_Exercise 1_:
In the entries, swap "tv screen image" for "television screen" in everything from "Could you provide the mask of every instance of the tv" down to "[[379,163],[377,207],[448,208],[451,154]]", leaving all else unchanged, and give back only those lines.

_Text provided_:
╭──
This is Sanford Hausler's blog about the United States Court of Appeals for the Second Circuit and its opinions. Nothing in this blog constitutes legal advice. But feel free to contact me at shausler at justice.com if you need help with an appeal either in the Second Circuit or in the New York appellate courts.
Thursday, March 31, 2005
Cross-post. It's been a while since I've done a cross-post with this blog's sister blog, The FAPE Page, but another Second Circuit case in the area of special education law just came down. The Court, in Murphy v. Arlington Central School District Board of Education, has held that expert fees are compensable as costs under the Individuals with Disabilities Act, but that such fees will not generally be approved unless the application is accompanied by time records contemporaneously maintaned by the person performing the services. The decision can be found here.
╰──
_Exercise 2_:
List every court or other institution named in the blog post.

A run of records:
╭──
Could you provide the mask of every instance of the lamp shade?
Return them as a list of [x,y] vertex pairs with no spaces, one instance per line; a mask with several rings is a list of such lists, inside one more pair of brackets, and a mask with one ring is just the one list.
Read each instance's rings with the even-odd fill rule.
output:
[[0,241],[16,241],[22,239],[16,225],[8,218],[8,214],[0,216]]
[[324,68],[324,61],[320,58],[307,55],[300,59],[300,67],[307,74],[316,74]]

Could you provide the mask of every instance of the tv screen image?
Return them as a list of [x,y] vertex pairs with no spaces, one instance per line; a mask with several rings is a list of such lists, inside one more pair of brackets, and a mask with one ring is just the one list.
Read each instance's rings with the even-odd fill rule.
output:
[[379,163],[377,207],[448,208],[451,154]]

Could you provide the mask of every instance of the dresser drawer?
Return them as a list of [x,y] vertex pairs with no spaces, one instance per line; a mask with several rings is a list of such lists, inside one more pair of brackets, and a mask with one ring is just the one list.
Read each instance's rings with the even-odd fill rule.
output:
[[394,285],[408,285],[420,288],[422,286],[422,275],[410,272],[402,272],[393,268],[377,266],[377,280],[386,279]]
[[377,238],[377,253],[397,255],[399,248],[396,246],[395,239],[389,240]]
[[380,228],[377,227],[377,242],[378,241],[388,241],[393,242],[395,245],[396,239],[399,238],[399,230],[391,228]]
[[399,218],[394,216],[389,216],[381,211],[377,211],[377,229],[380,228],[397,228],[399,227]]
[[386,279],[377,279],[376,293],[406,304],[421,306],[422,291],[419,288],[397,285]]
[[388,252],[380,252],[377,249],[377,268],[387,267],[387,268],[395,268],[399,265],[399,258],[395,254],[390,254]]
╰──
_Complete output 1_:
Could you provide the mask of every instance of the television screen?
Return them as a list of [x,y] vertex pairs with no spaces, one instance per line; a mask with several rings is a list of such lists, inside one more pair of brackets, and a mask with one ring is just the one list.
Read each instance's rings with the even-odd fill rule.
output:
[[379,163],[377,207],[448,208],[451,154]]

_Complete output 2_:
United States Court of Appeals for the Second Circuit
New York appellate courts
Arlington Central School District Board of Education